§ **Exercise requirements**
Rescale everything from the start of the material down to and including the line containing "xmin=762 ymin=0 xmax=832 ymax=59", repeating the requests as well and multiplying each bounding-box coordinate in the answers by 2.55, rounded to whole numbers with halves going up. Leave the numbers in the requests and their format samples unchanged, and return only those lines.

§ **Exercise inputs**
↓
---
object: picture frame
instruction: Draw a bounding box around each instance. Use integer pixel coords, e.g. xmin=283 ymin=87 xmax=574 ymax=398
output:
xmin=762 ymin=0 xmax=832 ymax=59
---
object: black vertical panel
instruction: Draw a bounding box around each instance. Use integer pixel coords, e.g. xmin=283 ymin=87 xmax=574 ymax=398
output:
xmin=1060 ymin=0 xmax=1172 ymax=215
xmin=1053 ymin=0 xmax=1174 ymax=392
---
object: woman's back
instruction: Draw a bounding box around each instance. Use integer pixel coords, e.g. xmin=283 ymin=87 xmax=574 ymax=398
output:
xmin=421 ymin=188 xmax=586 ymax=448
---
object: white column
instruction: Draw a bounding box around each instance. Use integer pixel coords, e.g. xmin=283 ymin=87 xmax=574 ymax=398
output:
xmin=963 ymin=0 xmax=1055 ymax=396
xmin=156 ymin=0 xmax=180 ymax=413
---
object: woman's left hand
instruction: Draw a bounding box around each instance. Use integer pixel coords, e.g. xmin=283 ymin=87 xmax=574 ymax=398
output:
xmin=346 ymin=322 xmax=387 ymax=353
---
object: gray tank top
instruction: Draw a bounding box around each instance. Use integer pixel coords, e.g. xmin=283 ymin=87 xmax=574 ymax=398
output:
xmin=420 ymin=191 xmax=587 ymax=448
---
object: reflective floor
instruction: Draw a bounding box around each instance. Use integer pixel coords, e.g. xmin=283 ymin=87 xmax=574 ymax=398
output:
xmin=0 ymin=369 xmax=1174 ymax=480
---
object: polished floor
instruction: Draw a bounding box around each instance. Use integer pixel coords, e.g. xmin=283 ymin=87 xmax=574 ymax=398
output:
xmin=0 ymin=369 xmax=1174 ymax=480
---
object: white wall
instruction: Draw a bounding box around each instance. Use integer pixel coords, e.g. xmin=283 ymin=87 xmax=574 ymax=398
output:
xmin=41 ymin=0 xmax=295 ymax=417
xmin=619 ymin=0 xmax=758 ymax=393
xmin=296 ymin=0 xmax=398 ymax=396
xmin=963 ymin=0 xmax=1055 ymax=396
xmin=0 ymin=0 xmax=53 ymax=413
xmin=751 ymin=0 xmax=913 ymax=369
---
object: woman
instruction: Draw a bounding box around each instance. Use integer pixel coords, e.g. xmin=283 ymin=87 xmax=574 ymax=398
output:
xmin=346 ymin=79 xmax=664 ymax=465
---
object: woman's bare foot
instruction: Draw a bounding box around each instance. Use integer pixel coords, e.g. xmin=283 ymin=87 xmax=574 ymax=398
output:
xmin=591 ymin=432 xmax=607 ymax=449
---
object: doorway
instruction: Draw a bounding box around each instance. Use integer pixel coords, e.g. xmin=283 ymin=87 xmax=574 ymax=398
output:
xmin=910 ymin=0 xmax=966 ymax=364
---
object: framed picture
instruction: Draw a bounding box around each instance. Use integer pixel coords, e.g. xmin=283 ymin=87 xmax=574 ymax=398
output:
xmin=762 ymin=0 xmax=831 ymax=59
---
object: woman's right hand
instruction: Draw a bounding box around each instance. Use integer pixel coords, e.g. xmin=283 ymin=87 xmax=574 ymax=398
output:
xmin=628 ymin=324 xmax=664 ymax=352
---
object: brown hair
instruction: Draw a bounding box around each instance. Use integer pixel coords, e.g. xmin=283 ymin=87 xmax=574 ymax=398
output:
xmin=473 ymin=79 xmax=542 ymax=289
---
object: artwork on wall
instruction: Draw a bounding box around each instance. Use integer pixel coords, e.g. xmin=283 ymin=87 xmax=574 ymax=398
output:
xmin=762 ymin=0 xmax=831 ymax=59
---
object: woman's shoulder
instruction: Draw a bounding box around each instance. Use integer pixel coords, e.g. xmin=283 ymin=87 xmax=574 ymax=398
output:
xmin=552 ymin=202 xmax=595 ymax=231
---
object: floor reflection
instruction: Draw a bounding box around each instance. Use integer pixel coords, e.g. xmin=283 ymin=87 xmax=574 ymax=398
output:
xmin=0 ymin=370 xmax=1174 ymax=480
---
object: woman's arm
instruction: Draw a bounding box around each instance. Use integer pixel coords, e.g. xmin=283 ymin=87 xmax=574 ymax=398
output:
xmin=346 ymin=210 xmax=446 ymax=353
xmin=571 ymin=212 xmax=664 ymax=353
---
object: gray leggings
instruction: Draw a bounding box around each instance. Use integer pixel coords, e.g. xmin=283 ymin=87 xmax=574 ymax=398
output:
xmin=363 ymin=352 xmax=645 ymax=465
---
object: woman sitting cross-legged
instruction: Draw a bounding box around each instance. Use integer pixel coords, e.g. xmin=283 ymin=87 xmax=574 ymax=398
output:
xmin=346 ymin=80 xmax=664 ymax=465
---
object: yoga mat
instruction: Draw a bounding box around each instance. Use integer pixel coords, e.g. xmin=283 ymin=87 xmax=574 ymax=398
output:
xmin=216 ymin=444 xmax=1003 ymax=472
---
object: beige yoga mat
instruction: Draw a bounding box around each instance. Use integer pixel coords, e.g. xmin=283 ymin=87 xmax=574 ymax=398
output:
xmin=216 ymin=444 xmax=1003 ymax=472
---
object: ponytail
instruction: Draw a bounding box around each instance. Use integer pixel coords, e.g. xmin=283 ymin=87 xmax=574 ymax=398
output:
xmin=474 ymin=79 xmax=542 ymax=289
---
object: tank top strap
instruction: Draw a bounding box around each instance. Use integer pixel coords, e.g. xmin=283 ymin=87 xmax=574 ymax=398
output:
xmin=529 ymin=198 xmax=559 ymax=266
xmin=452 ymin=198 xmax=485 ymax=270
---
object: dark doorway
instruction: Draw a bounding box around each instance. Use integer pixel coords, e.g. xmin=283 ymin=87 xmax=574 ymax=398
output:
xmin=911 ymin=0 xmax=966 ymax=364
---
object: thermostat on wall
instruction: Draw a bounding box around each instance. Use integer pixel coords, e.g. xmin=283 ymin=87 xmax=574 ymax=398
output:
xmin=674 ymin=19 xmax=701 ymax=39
↑
§ **Task solution**
---
object: picture frame
instruction: Draw a bounding box around each instance. Use integer pixel coords, e.g. xmin=283 ymin=87 xmax=574 ymax=398
output:
xmin=1943 ymin=0 xmax=2122 ymax=150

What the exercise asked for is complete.